- _Document_
============
David A. Webster Jr. (July 23, 1937 – June 23, 2006) in Atlanta, Texas, was a professional American football cornerback who played two seasons for that American Football League's Dallas Texans, 1960–1961.  He was an All-AFL selection in 1961.

Early years
David was the son of David A. Webster Sr. and Eunice (Harper) Webster.  He lived in Atlanta, Texas, until he was 13 years old, when he moved to Houston with his mother.  He was educated in the Atlanta Public Schools, Holy Cross Lutheran schools and Jack Yates High School.

He attended Yates High School in Houston and graduated as the valedictorian of his class.  He also helped his Yates team to a city championship and a state championship in football as the starting quarterback.

College career

After Yates, David attended Prairie View A&M University on an academic scholarship, where he played tennis and football for College Football Hall of Fame coach Billy Nicks.

During his tenure at Prairie View A&M University David:
Led his football team to black college football national championship in 1958
All-SWAC (Southwestern Athletic Conference) in 1958 & 1959
SWAC tennis doubles champions with Clifton Johnson in 1959
Was an All-American quarterback in 1958
Was a member of Prairie View Panthers Club

AFL career
In 1960, "Can Head", as he came to be known by close friends and teammates, was drafted to play football for the Dallas Texans under Pro Football Hall of Fame owner Lamar Hunt and coach Hank Stram.  The Dallas Texans later became the Kansas City Chiefs in 1963 when the franchise moved from Texas to Missouri.  Even though David was an All-American quarterback in college, he played defensive back because blacks were not allowed to play the quarterback position in the professional football ranks at that time.  He paved the way by overcoming racial injustice and adversity as one of the first blacks to play professional football for the American Football League and he was one of two black players on the Texans/Chiefs (in those days, there was a "two blacks per team" quota in effect).  Despite the circumstances, he led the team in interceptions and became an AFL All-Pro defensive back in 1961.  His career came to an abrupt end when his leg was broken in a pre-season game in 1962; the Texans went on to win the AFL championship.
============
- _Problem a_
Transcribe the listing exactly, from the line containing "Where can the sand" through the last line of the listing, including both.

- _Records_
============
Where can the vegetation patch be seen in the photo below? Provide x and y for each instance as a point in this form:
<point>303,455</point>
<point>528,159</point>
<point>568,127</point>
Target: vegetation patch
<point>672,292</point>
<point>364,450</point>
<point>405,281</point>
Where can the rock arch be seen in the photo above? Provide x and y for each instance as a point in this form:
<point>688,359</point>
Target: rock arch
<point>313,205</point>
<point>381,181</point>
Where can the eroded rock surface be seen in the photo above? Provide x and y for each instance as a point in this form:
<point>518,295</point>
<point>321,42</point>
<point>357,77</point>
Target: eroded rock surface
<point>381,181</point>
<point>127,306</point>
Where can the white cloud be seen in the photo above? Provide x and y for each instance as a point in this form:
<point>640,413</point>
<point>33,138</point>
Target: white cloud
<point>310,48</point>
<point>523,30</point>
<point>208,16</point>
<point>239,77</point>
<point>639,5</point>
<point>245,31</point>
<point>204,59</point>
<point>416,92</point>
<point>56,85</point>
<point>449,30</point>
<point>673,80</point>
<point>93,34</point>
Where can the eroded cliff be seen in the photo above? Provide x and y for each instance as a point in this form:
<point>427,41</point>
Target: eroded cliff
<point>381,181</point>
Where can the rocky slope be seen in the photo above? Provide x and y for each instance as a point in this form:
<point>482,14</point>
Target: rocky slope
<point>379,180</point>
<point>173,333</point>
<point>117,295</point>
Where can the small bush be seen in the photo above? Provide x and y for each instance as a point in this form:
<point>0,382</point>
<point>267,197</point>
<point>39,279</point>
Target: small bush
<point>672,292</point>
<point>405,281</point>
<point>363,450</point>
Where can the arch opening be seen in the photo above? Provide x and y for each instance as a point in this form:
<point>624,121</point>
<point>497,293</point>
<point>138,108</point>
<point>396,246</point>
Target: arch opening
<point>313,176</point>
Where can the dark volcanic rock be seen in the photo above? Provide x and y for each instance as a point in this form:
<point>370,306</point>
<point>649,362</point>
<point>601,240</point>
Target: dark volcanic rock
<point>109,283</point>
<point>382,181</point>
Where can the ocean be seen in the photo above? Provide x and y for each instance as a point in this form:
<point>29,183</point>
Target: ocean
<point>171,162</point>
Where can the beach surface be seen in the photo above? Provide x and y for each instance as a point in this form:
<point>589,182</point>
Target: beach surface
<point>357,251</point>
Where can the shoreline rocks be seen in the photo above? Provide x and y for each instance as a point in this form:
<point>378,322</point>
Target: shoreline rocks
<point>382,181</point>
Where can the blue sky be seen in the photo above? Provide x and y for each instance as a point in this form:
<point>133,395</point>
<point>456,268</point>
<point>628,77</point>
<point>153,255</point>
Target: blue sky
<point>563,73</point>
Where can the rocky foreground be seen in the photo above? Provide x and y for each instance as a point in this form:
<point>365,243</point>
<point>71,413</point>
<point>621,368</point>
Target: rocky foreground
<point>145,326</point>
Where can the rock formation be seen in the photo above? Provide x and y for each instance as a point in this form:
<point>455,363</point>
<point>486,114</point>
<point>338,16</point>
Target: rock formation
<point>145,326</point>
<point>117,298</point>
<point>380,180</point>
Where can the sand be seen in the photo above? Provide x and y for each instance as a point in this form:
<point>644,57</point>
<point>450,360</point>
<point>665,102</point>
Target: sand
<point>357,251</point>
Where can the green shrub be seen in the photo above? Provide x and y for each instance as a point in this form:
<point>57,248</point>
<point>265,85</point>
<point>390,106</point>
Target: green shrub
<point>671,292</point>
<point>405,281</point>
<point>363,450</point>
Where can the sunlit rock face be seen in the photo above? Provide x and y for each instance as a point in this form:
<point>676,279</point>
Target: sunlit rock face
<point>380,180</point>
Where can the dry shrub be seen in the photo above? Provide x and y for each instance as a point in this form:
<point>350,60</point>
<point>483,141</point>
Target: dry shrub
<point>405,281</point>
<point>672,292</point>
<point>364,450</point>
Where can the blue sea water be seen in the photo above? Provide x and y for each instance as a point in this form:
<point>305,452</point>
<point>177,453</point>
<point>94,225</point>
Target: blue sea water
============
- _Problem b_
Restate word for word the passage of the David A. Webster Jr. biography from "He attended Yates" to "the starting quarterback.".

- _Exercise response a_
Where can the sand be seen in the photo above? Provide x and y for each instance as a point in this form:
<point>644,57</point>
<point>450,360</point>
<point>665,102</point>
Target: sand
<point>357,251</point>
Where can the green shrub be seen in the photo above? Provide x and y for each instance as a point in this form:
<point>57,248</point>
<point>265,85</point>
<point>390,106</point>
Target: green shrub
<point>671,292</point>
<point>405,281</point>
<point>363,450</point>
Where can the sunlit rock face be seen in the photo above? Provide x and y for each instance as a point in this form:
<point>676,279</point>
Target: sunlit rock face
<point>380,180</point>
Where can the dry shrub be seen in the photo above? Provide x and y for each instance as a point in this form:
<point>350,60</point>
<point>483,141</point>
Target: dry shrub
<point>405,281</point>
<point>672,292</point>
<point>364,450</point>
Where can the blue sea water be seen in the photo above? Provide x and y for each instance as a point in this form:
<point>305,452</point>
<point>177,453</point>
<point>94,225</point>
Target: blue sea water

- _Exercise response b_
He attended Yates High School in Houston and graduated as the valedictorian of his class.  He also helped his Yates team to a city championship and a state championship in football as the starting quarterback.